→ **Source passage**
** start **

In the case of OpenACC implementation, the independence of operations in the DEM processing algorithm is also taken into account. However, the parallelization is done in a different way in order to optimize execution of an OpenACC implementation. First of all, MFD algorithm is divided into functions: DEMpreprocessing, GenerateFlowDirections, GenerateFlowFractions, and FlowAccumulation. Each function contains OpenACC directives for parallel loop processing because there is no dependence of operations between loop iterations. In addition, it must be ensured that required data is stored in a GPU memory at the start of each parallel region. Data transfer has to be performed in an optimal way with respect to time consumption. For example, the input data for DEM preprocessing is zDEM and it must be transferred from the host to the device memory (GPU memory) beforehand. Since the DEM preprocessing function generates wDEM, it is not necessary to copy its values into the device memory. It is sufficient to allocate GPU memory for it. zDEM values are needed only during preprocessing, while wDEM is needed in other model processing functions. Thus, we need to assure that its values remain in the device memory during further execution of the successive functions.

One solution to the data transfer problem is to perform it once at the beginning of the parallel region in each of the four functions. In that case, the data transfer will be performed in each function, which is a time-consuming solution.

A better approach that was applied in this paper is to completely separate the OpenACC data transfer region and the parallel region. The necessary allocation of the device memory can be made and the necessary data can be copied from/to the host memory, using one OpenACC region (Figure 6).

When calling any function involved in processing of the DEM model, the necessary data (wDEM) is available in the device memory. However, since each parallel region is out of the “scope” of the region that controls the parallel processing of data, the compiler cannot conclude that the data processed in each function has already been stored in the device memory. As a result, the compiler generates a generic data transfer region in each parallel region. To prevent this, we used additional OpenACC directives to notify the compiler that the data processed in a parallel region already exists in the device memory. Therefore, inside the DEM preprocessing function, before parallelization of both the water covering step and the water removal step, we added the following directive:
to determine compiler data processed in parallel regions that already exist in the device memory. The same directive has to be used before the parallel region in the GenerateFlowDirections function with wDEM [:size], RMFD [:height] [:width] as parameters, before the parallel region in GenerateFlowFractions function with wDEM[:size], RMFD[:height][:width], flowFractions [:size1] as parameters, and before the parallel region in FlowAccumulation function with wDEM [:length], flowFractions [:size1], RMFD [:height] [:width], flowAccumulation[:length] as parameters.

** end **

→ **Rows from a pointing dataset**
** start **

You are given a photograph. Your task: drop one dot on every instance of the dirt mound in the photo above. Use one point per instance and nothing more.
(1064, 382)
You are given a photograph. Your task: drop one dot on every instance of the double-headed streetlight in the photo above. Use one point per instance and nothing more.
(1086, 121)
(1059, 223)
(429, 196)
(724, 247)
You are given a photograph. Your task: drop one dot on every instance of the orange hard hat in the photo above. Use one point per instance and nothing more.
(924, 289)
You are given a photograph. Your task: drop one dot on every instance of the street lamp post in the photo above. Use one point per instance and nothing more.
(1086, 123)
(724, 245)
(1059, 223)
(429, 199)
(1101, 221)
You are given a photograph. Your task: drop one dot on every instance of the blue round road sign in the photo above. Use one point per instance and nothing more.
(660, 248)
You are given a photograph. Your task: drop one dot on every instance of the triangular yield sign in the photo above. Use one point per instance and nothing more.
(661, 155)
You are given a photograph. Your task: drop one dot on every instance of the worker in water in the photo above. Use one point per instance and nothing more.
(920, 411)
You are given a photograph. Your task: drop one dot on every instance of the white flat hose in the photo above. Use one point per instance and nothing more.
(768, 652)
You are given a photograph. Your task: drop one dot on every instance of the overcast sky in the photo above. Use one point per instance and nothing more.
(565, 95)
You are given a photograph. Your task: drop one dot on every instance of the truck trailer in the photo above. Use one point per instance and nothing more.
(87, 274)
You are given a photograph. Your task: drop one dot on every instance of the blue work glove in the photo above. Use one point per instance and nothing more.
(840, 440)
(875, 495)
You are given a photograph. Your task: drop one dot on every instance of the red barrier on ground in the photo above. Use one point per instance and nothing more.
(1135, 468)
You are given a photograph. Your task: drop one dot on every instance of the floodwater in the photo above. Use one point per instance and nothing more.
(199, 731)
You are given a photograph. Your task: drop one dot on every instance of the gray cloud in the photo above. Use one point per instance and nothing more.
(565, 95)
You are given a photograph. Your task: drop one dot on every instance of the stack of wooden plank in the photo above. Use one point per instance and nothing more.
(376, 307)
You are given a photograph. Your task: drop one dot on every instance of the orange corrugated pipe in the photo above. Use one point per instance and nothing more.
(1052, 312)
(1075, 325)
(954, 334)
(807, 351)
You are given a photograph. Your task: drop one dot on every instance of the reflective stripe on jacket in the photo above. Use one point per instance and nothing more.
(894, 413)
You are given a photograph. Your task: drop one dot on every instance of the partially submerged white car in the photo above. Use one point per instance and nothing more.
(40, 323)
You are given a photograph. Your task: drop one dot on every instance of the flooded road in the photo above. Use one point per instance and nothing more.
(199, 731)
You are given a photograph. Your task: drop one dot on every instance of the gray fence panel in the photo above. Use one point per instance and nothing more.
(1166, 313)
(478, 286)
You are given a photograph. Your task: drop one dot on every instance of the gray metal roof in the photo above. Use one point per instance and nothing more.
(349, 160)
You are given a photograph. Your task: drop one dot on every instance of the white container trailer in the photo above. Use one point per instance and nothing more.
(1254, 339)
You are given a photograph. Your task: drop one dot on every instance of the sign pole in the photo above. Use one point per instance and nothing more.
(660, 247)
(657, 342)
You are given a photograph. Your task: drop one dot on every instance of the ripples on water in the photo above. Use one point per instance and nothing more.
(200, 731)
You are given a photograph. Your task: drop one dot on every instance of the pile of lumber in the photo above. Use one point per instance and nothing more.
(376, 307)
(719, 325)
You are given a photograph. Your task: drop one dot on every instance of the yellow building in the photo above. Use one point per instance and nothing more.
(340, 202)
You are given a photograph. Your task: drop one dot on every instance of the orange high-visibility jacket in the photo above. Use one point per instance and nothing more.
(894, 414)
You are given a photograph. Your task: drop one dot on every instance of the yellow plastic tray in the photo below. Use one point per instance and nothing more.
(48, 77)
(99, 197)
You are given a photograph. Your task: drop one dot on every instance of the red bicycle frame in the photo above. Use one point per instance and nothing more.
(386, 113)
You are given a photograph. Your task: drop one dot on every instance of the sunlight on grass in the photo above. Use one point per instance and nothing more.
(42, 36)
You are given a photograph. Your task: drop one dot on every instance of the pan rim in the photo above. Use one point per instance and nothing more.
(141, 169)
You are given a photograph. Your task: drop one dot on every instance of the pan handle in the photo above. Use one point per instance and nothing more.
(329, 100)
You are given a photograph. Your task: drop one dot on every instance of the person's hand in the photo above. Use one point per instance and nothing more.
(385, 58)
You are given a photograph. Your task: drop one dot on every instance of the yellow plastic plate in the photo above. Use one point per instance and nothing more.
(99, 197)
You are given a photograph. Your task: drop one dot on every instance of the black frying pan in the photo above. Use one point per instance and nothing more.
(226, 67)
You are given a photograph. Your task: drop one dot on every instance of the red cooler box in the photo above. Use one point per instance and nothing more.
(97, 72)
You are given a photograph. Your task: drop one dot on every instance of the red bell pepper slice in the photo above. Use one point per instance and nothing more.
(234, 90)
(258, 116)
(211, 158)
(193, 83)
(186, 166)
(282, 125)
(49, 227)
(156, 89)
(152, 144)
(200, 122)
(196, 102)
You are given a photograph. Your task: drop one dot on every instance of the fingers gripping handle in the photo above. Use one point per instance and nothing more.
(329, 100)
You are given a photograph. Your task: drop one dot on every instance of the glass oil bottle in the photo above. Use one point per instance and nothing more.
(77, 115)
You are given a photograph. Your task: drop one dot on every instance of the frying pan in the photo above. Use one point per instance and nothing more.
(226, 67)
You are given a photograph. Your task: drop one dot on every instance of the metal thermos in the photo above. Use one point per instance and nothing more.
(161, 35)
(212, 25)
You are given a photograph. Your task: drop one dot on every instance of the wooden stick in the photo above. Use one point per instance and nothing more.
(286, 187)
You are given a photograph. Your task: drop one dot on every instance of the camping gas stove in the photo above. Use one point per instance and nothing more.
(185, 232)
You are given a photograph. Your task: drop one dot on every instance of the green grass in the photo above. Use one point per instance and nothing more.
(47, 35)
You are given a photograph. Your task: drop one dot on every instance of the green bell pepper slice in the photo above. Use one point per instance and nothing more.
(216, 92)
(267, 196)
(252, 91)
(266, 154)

** end **

→ **Exercise instructions**
A. Answer these three questions from the OpenACC passage:
(i) Into which four functions is the MFD algorithm divided?
(ii) What does the compiler generate in each parallel region when it cannot tell that the data is already in device memory?
(iii) Which parameters go with the directive before the parallel region in the GenerateFlowFractions function?
B. Continue the OpenACC passage on DEM processing from its final sentence.

→ **Written answers**
A.
(i) DEMpreprocessing, GenerateFlowDirections, GenerateFlowFractions, and FlowAccumulation.
(ii) A generic data transfer region.
(iii) wDEM[:size], RMFD[:height][:width], and flowFractions[:size1].

B.
#pragma acc data present (wDEM [:size], zDEM [:size])

## 5. Experimental Evaluation

#### 5.1. Experimental Settings

The proposed implementations have been tested on DEMs of different dimensions to evaluate efficiency and performance depending on the size of input data. Efficiency has been measured with respect to execution time, energy consumption, and programming efforts for algorithm parallelization. The experiment was carried out on the following parallel architectures.

- Intel(R) Core i5-4670K processor running at 3.40GHz, 8GB RAM (Random Access Memory), and NVIDIA GTX 770 graphic card.
- Tesla K80 GPU available on Hasso Plattner Institute (HPI) Future SOC (Service-Oriented Computing) Lab infrastructure (https://hpi.de/en/research/future-soc-lab-service-oriented-computing). NVIDIA Tesla K80 Accelerator contains 4992 cores, 24 GB of GDDR5 memory, and 480 GB/s memory bandwidth, according to the specification. We implemented the Docker image for our Watershed algorithm implementation and ran a container on Tesla K80 using NVIDIA Docker plugin (nvidia-docker) and its options.
- Intel
^{®}Xeon^{®}Processor E5-2620 v4, with eight physical and 16 logical cores, 128 GB RAM, which is also available at HPI Future SOC Lab infrastructure.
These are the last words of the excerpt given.